> **RECORD LIST**
◇ ◇ ◇ ◇ ◇
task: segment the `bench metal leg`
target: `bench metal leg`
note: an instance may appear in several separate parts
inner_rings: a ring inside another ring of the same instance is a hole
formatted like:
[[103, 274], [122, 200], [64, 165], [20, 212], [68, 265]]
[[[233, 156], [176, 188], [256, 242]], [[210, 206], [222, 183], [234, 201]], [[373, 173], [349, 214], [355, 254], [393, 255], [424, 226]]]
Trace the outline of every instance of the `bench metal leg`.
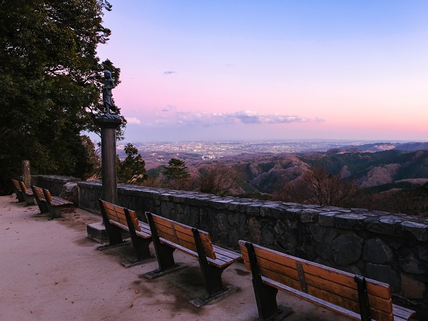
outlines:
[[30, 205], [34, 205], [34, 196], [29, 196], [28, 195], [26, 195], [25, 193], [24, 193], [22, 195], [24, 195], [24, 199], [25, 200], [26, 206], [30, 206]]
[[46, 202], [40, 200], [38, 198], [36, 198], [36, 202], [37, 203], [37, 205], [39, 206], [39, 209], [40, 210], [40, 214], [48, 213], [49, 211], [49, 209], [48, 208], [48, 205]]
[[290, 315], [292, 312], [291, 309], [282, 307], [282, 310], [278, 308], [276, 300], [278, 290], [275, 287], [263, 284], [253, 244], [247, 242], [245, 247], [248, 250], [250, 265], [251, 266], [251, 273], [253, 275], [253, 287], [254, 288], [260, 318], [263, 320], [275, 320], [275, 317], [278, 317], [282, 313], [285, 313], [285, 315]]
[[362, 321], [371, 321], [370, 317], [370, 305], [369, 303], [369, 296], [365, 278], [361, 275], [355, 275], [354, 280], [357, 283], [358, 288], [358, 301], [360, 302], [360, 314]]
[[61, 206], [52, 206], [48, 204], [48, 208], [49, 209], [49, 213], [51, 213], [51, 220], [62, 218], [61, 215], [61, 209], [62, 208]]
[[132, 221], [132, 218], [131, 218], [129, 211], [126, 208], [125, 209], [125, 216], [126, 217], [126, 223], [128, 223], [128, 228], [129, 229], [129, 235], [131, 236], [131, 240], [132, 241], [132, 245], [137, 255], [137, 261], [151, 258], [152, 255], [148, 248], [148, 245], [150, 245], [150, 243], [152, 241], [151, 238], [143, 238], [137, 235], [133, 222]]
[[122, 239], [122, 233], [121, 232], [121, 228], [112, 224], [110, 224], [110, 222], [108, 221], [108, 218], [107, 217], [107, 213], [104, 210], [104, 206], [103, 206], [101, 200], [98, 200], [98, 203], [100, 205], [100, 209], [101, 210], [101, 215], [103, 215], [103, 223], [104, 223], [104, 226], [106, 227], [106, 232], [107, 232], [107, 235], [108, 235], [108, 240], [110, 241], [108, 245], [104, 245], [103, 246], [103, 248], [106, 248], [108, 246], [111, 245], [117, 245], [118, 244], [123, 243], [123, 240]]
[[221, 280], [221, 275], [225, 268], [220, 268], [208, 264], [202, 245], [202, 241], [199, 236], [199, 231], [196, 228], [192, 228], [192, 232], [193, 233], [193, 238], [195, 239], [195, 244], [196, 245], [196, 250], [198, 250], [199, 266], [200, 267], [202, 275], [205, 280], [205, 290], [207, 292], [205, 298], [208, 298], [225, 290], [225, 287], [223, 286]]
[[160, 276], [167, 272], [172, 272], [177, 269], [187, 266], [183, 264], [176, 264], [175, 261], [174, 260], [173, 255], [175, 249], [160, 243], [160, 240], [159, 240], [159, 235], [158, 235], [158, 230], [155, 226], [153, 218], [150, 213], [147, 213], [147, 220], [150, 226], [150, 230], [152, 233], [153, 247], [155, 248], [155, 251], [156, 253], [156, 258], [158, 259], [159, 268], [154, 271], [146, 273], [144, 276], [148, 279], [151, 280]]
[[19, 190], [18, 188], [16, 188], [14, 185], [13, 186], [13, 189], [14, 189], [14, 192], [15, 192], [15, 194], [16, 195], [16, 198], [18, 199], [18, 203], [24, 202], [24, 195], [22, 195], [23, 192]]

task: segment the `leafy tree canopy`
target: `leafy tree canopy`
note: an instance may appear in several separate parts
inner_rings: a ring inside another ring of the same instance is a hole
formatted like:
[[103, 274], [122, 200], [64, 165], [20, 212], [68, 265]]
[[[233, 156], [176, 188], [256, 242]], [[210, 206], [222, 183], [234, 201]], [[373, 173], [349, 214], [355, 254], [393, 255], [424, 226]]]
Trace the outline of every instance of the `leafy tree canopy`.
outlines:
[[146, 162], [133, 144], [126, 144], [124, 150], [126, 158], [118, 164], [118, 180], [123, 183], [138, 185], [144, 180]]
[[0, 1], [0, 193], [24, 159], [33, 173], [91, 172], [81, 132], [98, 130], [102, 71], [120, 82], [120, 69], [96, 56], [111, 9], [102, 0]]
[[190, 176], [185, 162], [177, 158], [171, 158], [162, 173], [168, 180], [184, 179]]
◇ ◇ ◇ ◇ ◇
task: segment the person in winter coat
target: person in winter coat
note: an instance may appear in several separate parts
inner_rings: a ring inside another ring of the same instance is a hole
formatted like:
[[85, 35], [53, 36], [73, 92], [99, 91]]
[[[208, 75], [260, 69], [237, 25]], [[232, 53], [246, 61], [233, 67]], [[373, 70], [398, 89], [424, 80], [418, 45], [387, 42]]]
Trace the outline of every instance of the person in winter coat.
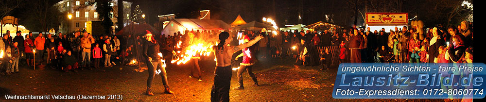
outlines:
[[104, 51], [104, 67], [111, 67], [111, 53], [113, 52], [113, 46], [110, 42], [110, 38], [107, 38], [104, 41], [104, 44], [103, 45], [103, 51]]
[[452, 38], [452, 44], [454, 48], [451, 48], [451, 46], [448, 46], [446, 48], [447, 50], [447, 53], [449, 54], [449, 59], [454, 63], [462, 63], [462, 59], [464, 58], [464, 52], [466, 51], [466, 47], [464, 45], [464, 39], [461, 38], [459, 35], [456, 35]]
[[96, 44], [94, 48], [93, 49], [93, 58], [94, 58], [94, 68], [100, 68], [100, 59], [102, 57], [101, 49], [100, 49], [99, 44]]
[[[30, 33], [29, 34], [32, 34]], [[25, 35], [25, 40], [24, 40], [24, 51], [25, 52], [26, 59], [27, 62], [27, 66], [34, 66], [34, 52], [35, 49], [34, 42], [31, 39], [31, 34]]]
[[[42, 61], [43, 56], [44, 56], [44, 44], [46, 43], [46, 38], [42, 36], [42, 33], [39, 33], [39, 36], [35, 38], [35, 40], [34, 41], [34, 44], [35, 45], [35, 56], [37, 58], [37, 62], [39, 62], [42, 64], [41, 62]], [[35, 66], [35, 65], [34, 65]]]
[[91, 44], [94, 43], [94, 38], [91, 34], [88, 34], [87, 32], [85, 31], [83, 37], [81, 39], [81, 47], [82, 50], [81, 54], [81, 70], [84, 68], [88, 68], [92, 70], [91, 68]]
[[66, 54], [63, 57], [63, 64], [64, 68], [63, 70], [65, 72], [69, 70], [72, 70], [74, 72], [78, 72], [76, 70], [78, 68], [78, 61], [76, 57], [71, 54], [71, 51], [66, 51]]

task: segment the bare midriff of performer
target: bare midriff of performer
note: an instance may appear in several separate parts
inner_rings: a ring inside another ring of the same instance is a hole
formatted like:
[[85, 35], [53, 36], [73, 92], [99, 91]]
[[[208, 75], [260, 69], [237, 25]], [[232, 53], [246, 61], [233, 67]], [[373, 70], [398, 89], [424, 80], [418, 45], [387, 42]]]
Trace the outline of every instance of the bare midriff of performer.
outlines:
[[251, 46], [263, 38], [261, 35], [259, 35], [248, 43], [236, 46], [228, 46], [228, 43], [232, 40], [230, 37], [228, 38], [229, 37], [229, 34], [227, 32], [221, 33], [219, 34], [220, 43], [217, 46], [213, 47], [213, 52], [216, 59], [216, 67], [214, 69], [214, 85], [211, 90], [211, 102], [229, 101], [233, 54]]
◇ ◇ ◇ ◇ ◇
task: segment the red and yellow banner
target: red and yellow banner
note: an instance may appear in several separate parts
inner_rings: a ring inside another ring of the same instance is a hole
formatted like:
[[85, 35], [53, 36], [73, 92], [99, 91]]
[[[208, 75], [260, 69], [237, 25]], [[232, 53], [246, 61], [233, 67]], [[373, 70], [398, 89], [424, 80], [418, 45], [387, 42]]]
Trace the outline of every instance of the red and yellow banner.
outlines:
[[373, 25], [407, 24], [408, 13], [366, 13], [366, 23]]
◇ ◇ ◇ ◇ ◇
Rewrite the items from the line with "task: segment the person in winter coat" up to and including the line with "49], [99, 44]]", swapping "winter coat" for "rain jacket" and keeping everything else the same. Leave the pictures out of your answer.

> **FINISHED TASK**
task: segment the person in rain jacket
target: person in rain jacket
note: an instance may appear in several separate parts
inner_rings: a ring inside another ring of the same instance is a hole
formatted like:
[[85, 35], [53, 36], [73, 92], [99, 91]]
[[[208, 75], [260, 69], [237, 25]], [[232, 53], [246, 61], [233, 67]], [[373, 70], [398, 89], [424, 80], [418, 45], [387, 42]]]
Trace the outline of every instance of the person in rain jacket.
outlines:
[[104, 51], [104, 67], [111, 67], [111, 53], [113, 52], [113, 46], [110, 42], [110, 38], [107, 38], [104, 41], [104, 44], [103, 45], [103, 51]]
[[452, 38], [452, 44], [454, 48], [451, 48], [451, 46], [448, 46], [446, 48], [447, 50], [447, 53], [449, 54], [449, 59], [454, 63], [462, 63], [462, 59], [464, 58], [464, 52], [466, 51], [466, 47], [464, 45], [464, 39], [461, 38], [459, 35], [456, 35]]
[[96, 44], [94, 48], [93, 49], [93, 58], [94, 58], [94, 68], [100, 68], [100, 59], [102, 57], [101, 49], [100, 49], [99, 44]]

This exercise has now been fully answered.